## Problem
Provide the count of lines below that include the word "drop", without any accompanying remarks.

## Task inputs
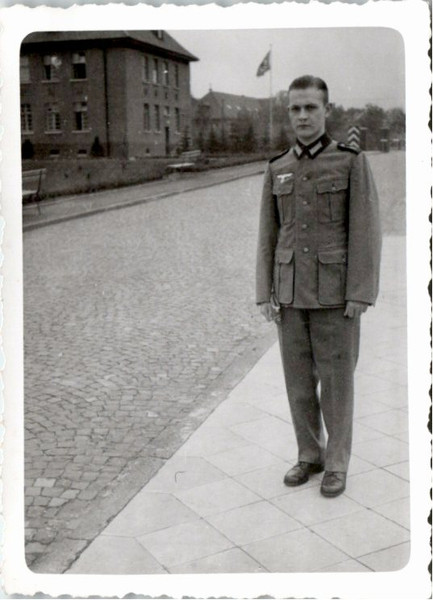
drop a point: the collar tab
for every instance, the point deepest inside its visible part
(314, 149)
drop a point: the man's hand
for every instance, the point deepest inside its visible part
(269, 312)
(355, 309)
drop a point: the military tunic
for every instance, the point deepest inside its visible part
(319, 246)
(319, 238)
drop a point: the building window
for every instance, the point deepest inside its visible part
(26, 118)
(52, 117)
(52, 65)
(24, 69)
(165, 73)
(146, 69)
(146, 117)
(157, 119)
(155, 71)
(80, 114)
(79, 65)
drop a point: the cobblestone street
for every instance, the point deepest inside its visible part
(137, 323)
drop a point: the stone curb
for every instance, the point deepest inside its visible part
(135, 202)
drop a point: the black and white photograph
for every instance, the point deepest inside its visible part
(216, 302)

## Response box
7